%%

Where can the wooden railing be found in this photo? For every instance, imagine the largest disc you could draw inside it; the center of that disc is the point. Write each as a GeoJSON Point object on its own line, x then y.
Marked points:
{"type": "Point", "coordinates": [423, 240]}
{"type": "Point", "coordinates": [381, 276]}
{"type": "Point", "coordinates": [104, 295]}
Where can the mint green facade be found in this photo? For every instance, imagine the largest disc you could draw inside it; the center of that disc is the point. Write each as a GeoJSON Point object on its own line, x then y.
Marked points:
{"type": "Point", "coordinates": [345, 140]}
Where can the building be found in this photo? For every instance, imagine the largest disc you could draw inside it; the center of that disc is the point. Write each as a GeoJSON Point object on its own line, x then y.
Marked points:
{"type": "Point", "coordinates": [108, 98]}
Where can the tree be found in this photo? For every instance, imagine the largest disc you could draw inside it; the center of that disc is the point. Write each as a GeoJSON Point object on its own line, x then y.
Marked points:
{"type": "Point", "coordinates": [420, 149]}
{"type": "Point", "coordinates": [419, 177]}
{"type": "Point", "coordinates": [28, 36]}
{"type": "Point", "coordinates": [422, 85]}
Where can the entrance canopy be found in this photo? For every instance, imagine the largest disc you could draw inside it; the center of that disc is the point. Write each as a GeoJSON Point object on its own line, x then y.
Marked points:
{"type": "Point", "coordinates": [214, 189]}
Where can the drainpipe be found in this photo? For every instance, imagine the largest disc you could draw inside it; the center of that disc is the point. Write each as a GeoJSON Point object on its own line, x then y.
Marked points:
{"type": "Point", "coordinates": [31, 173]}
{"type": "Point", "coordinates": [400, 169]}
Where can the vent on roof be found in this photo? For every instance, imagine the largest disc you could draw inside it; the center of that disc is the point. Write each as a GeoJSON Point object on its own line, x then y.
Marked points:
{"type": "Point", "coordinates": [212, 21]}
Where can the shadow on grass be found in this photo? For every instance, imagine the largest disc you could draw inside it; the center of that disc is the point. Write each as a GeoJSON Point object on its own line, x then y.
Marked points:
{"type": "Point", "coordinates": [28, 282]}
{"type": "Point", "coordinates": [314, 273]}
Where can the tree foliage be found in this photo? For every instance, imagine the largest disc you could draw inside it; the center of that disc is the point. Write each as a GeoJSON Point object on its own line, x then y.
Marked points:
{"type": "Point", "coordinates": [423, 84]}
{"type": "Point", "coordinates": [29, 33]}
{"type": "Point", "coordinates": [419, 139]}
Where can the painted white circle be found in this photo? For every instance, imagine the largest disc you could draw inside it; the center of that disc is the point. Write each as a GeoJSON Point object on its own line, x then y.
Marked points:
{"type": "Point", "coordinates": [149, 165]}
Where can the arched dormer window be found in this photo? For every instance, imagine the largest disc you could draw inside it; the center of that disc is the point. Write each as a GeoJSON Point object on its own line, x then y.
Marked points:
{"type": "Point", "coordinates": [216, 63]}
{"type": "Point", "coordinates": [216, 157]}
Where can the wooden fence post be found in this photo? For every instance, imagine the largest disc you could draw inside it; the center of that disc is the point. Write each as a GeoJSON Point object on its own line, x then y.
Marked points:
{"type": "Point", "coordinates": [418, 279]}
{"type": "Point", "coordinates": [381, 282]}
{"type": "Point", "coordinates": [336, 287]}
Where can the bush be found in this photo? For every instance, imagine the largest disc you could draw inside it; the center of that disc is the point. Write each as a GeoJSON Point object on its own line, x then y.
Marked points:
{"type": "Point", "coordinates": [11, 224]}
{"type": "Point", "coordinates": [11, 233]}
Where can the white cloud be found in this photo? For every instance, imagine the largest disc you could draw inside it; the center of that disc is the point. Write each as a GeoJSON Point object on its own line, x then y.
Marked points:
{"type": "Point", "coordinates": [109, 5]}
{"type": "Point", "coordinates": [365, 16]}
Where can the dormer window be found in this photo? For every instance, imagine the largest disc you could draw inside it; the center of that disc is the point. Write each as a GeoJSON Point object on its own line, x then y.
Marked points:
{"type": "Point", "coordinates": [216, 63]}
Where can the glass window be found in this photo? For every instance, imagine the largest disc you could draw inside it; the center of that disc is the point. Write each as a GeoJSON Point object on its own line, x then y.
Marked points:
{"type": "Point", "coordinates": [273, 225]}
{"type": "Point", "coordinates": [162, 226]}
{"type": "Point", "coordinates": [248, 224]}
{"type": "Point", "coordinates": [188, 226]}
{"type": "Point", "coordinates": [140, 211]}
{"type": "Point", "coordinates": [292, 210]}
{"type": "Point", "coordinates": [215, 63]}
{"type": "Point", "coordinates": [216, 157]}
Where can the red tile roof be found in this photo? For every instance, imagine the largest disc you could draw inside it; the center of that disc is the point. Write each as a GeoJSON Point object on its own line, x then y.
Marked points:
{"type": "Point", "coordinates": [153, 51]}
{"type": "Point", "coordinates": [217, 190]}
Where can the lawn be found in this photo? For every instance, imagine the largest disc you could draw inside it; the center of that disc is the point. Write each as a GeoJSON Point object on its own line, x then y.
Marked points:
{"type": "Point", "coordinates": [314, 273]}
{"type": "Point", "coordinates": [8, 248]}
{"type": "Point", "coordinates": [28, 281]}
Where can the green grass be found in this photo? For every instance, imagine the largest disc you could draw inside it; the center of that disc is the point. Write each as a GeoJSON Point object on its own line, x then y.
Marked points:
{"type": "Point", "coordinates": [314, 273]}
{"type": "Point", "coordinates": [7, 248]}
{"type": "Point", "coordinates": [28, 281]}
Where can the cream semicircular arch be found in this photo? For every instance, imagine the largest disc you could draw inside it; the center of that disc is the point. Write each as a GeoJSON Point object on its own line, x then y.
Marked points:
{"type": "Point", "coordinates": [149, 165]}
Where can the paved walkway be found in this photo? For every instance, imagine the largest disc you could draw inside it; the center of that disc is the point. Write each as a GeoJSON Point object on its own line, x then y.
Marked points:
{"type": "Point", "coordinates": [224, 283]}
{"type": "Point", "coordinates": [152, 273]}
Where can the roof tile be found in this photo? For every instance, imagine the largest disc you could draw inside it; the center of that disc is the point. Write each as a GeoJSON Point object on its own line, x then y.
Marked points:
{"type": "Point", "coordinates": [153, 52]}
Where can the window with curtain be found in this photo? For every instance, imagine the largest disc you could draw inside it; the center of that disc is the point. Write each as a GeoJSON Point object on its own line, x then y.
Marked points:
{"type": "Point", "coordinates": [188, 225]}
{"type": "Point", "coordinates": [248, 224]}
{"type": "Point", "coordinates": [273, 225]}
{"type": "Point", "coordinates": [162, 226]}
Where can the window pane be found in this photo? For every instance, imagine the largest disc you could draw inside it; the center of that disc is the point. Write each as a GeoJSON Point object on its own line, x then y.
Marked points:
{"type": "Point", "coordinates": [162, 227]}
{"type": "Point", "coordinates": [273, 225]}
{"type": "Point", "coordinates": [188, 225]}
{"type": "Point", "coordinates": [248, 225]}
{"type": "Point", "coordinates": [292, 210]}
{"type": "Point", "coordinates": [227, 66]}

%%

(TASK DESCRIPTION)
Reproduce the entire listing above word for word, from the first line to the last.

(EXERCISE SOLUTION)
Where can the wooden railing be found in this photo? For every instance, imagine the largest disc you could draw inside it; the center of that disc is the point. Write each as a GeoJSON Point object on its own line, x then y.
Marked points:
{"type": "Point", "coordinates": [423, 240]}
{"type": "Point", "coordinates": [381, 276]}
{"type": "Point", "coordinates": [104, 295]}
Where can the mint green facade be found in this photo? For every instance, imagine the largest disc you could draw inside it; the center of that disc is the point. Write each as a GeoJSON Point object on its own line, x then y.
Marked points:
{"type": "Point", "coordinates": [345, 140]}
Where can the building be found in this photo? For every instance, imagine the largest disc you could draw inside it; the center of that disc is the point. Write each as a GeoJSON Point object on its own line, x then y.
Marked points:
{"type": "Point", "coordinates": [108, 98]}
Where can the tree be found in this photo? For every instance, imagine the largest disc you could draw inside it; the center of that disc is the point. Write each as a GeoJSON Point object on its own line, x then y.
Marked points:
{"type": "Point", "coordinates": [420, 149]}
{"type": "Point", "coordinates": [419, 177]}
{"type": "Point", "coordinates": [28, 36]}
{"type": "Point", "coordinates": [422, 85]}
Where can the entrance canopy be found in this photo? For every instance, imagine the largest disc you could draw inside it; the center of that disc is the point. Write each as a GeoJSON Point object on its own line, x then y.
Marked points:
{"type": "Point", "coordinates": [214, 189]}
Where can the drainpipe be found in this photo? For every instance, imagine the largest disc you could draw inside it; the center of that disc is the point. Write each as a GeoJSON Point object on its own line, x then y.
Marked points:
{"type": "Point", "coordinates": [31, 173]}
{"type": "Point", "coordinates": [400, 169]}
Where can the vent on roof be found in this photo? For every instance, imagine the largest disc you could draw inside it; the center of that disc is the point. Write each as a GeoJSON Point object on its own line, x then y.
Marked points:
{"type": "Point", "coordinates": [212, 21]}
Where can the shadow on grass be found in this photo? For every instance, imagine the largest disc you could draw inside it; the center of that disc is the point. Write each as a GeoJSON Point object on its own line, x then y.
Marked points:
{"type": "Point", "coordinates": [28, 282]}
{"type": "Point", "coordinates": [314, 273]}
Where can the tree foliage be found in this photo? For every instance, imagine the largest disc you could draw inside it; the center of that disc is the point. Write each as a GeoJSON Point object on its own line, x then y.
Marked points:
{"type": "Point", "coordinates": [423, 84]}
{"type": "Point", "coordinates": [29, 33]}
{"type": "Point", "coordinates": [419, 139]}
Where can the painted white circle be found in this photo? For every instance, imagine the largest disc you could draw inside it; the center of that disc is the point. Write each as a GeoJSON Point object on its own line, x then y.
Marked points:
{"type": "Point", "coordinates": [149, 165]}
Where can the arched dormer window be found in this photo? For every instance, imagine the largest disc you could draw inside it; the center of that disc is the point. Write each as a GeoJSON Point object on its own line, x then y.
Marked points:
{"type": "Point", "coordinates": [216, 63]}
{"type": "Point", "coordinates": [216, 157]}
Where can the wooden fence post be found in this photo? For every instance, imagine the largest disc you could draw inside it; the center of that disc is the point. Write each as a GeoJSON Point object on its own line, x then y.
Marked points:
{"type": "Point", "coordinates": [418, 279]}
{"type": "Point", "coordinates": [381, 282]}
{"type": "Point", "coordinates": [336, 287]}
Where can the bush be found in this photo? For every instance, imagine the largest disc you could draw inside it; the center of that disc is the point. Write each as a GeoJSON Point object on its own line, x then y.
Marked points:
{"type": "Point", "coordinates": [11, 224]}
{"type": "Point", "coordinates": [11, 233]}
Where can the white cloud be found in this photo? For every instance, imagine the largest disc you could draw inside it; the center of that disc is the point. Write each as a GeoJSON Point object on its own line, x then y.
Marked points:
{"type": "Point", "coordinates": [109, 5]}
{"type": "Point", "coordinates": [365, 16]}
Where can the dormer window be found in this photo? For every instance, imagine the largest disc you could draw inside it; the center of that disc is the point. Write each as a GeoJSON Point object on its own line, x then y.
Marked points:
{"type": "Point", "coordinates": [216, 63]}
Where can the glass window be found in this photo? For every instance, imagine the largest disc you could draw inside it; the center of that disc is the point. Write each as a GeoJSON Point object on its own line, x then y.
Marked points:
{"type": "Point", "coordinates": [273, 225]}
{"type": "Point", "coordinates": [162, 226]}
{"type": "Point", "coordinates": [248, 224]}
{"type": "Point", "coordinates": [188, 226]}
{"type": "Point", "coordinates": [140, 211]}
{"type": "Point", "coordinates": [292, 210]}
{"type": "Point", "coordinates": [215, 63]}
{"type": "Point", "coordinates": [216, 157]}
Where can the red tile roof be found in this photo? For every instance, imagine the largest disc you could draw inside it; the center of that disc is the point. Write each as a GeoJSON Point object on its own line, x then y.
Marked points:
{"type": "Point", "coordinates": [153, 51]}
{"type": "Point", "coordinates": [217, 190]}
Where can the lawn be found in this photo? For every instance, imagine the largest disc you could draw inside it; the center of that disc is the point. Write each as a GeoJSON Point object on its own line, x then y.
Marked points:
{"type": "Point", "coordinates": [314, 273]}
{"type": "Point", "coordinates": [8, 248]}
{"type": "Point", "coordinates": [28, 281]}
Where can the green grass be found in this photo? For every instance, imagine the largest disc you could draw inside it; the center of that disc is the point. Write each as a GeoJSON Point object on its own line, x then y.
Marked points:
{"type": "Point", "coordinates": [314, 273]}
{"type": "Point", "coordinates": [7, 248]}
{"type": "Point", "coordinates": [28, 281]}
Where can the cream semicircular arch be found in this photo? For every instance, imagine the largest disc you could draw inside it; the center of that disc is the point. Write each as a GeoJSON Point object on its own line, x then y.
Marked points:
{"type": "Point", "coordinates": [149, 165]}
Where can the paved walkway be found in this photo? For every instance, imagine the largest disc you could draw inside it; the center of that disc is the point. Write each as a GeoJSON Point object on its own line, x then y.
Marked points:
{"type": "Point", "coordinates": [224, 283]}
{"type": "Point", "coordinates": [152, 273]}
Where can the roof tile be found in this photo? For every instance, imagine the largest disc you could draw inside it; the center of that disc is the point. Write each as a GeoJSON Point object on its own line, x then y.
Marked points:
{"type": "Point", "coordinates": [153, 52]}
Where can the window with curtain be found in this photo? For every instance, imagine the largest disc you could draw inside it; the center of that disc is the point. Write each as a GeoJSON Point object on its own line, x then y.
Marked points:
{"type": "Point", "coordinates": [188, 225]}
{"type": "Point", "coordinates": [248, 224]}
{"type": "Point", "coordinates": [273, 225]}
{"type": "Point", "coordinates": [162, 226]}
Where can the window pane be found in this photo? For every instance, imagine the largest disc you could draw inside it; the center of that disc is the point. Write each as a GeoJSON Point object on its own line, x then y.
Marked points:
{"type": "Point", "coordinates": [162, 227]}
{"type": "Point", "coordinates": [273, 225]}
{"type": "Point", "coordinates": [188, 225]}
{"type": "Point", "coordinates": [248, 225]}
{"type": "Point", "coordinates": [292, 210]}
{"type": "Point", "coordinates": [227, 66]}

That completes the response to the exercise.